▸ READING TEXT
# purchasing an oracle today, any owners tips on additional things needed?



## JamesMac (Apr 7, 2020)

Hi folks,

going to press the button on an oracle today while the price is still just below £1000 on the discontinued colour one. Can anyone recommend good scales to use for helping dial in the beans to liquid ratio?

Anyone have any other must haves or must do's when getting an oracle? I have been trying to convince to buy a stand alone grinder and espresso machine so that I can play around with different things and upgrade etc but the oracle is just too handy for the 6 am coffees before work and for my wife to enjoy milky drinks without too much hassle whilst chasing our 4 young children around.

cheers,

James


----------



## Kannan (Mar 28, 2020)

Hi James

TBH you really don't need scales with an Oracle, I've owned one for 5 years plus and only really needed scales when I purchased a separate grinder and started to grind and tamp myself - the dose is controllable but once you set it you probably won't change it as it requires taking the tamp collar out, not hard but a little fiddly.

The Oracle is perfect for 6am coffees lol - if a little noisy on the grind just FYI so if you have others sleeping who might be woken by it, be warned!

It's also perfect for milky drinks with no hassle, just stick the milk under the wand and hit auto - voila ... You'll love it for the quality of coffee you get vs the effort you have to put in (once it's setup properly mind!)... You also have to get used to the grinder adjustments based on freshness of coffee - I find very fresh coffee needing a coarser and then slightly coarser grind which then goes towards needing a finer and finer grind as the beans dry out more (guessing less oil in the beans)...

Anyway, I have many years experience using an Oracle and for what you want it for it sounds perfect! Use a .1 kitchen scale for now just to approximate how much coffee you are dosing so you can also then weigh how much you are getting out - this is really just to set it up - from there once it's dialled in, all you really will be adjusting is the grind size (marginally) every morning if it flows to quickly or too slowly ...

I used my Heston kitchen scales for this, only recently purchasing a Acaia Pearl S - which is great for what I want it for now...

Great machine for what it is... I've now progressed first got a Sette then more recently a Eureka Mignon (for flat burr grinding) and (after 5 years mind you) to a Dual Boiler (lol, really!) which I've modded and am now playing with flow and pressure control - and also ordered a Decent (way too much time on my hands and trigger happy fingers too - ouch!)...


----------



## BlackCatCoffee (Apr 11, 2017)

It depends why you are buying the machine. You mention you like the look of separate components.

I personally see coffee at home, particularly espresso a bit like a hobby. Sure we get a great cup of coffee too but that is much like people who enjoy brewing beer or making cheese as a hobby. They love the process just as much as the outcome.

▸ SHORT TASK A
Update the espresso machine thread, beginning at the words "TBH you really" and stopping after "it, be warned!", with "tamp collar" changed to "dosing ring".
▸ SHORT TASK B
Write what comes next in the espresso machine thread, picking up after its final sentence.
The lines have nothing to do with the espresso machine thread.

Object pointing dataset lines
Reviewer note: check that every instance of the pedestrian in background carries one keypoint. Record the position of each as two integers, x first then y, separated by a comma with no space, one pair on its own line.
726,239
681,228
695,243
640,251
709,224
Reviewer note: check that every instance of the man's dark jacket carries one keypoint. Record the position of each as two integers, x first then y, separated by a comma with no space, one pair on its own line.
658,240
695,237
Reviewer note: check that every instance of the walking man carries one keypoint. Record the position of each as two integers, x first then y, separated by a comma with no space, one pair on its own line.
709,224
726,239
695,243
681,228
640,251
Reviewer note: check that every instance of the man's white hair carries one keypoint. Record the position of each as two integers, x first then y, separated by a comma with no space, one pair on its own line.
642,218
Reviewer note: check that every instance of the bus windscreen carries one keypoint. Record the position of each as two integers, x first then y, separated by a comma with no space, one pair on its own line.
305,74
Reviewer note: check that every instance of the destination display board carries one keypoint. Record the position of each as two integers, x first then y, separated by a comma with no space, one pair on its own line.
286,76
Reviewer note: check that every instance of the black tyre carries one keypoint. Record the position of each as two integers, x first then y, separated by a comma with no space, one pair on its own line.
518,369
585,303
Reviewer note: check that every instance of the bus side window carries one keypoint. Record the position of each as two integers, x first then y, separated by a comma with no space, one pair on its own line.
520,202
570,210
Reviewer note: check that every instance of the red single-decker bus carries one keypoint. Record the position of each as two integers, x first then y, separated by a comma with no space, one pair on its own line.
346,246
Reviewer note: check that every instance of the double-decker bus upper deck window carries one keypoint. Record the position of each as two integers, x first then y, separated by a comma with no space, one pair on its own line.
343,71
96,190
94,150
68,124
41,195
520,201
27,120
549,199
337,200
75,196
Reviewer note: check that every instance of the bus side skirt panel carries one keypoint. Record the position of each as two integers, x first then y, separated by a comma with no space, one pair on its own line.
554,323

▸ REPLY A
TBH you really don't need scales with an Oracle, I've owned one for 5 years plus and only really needed scales when I purchased a separate grinder and started to grind and tamp myself - the dose is controllable but once you set it you probably won't change it as it requires taking the dosing ring out, not hard but a little fiddly.

The Oracle is perfect for 6am coffees lol - if a little noisy on the grind just FYI so if you have others sleeping who might be woken by it, be warned!

▸ REPLY B
Ultimately if you are buying the Sage just to have a decent cup of coffee in the morning I am sure you will be very happy and I think it will produce good results from what I read.

If you enjoy the process of tinkering and the ritual of coffee making I personally see these bean to cup machines as a bit of a handicap. If you feel this describes you better it wont surprise me if before long you are getting a bit fed up of the grinder not being perfect or annoyed with temperature sensor for the milk steamer like so many others do and then you may feel a bit of buyers remorse. These machines are a compromise no question, it is just for you to decide if this is a compromise you are happy with.


----------



## Kannan (Mar 28, 2020)

BlackCatCoffee said:


> It depends why you are buying the machine. You mention you like the look of separate components.
> 
> I personally see coffee at home, particularly espresso a bit like a hobby. Sure we get a great cup of coffee too but that is much like people who enjoy brewing beer or making cheese as a hobby. They love the process just as much as the outcome.
> 
> ...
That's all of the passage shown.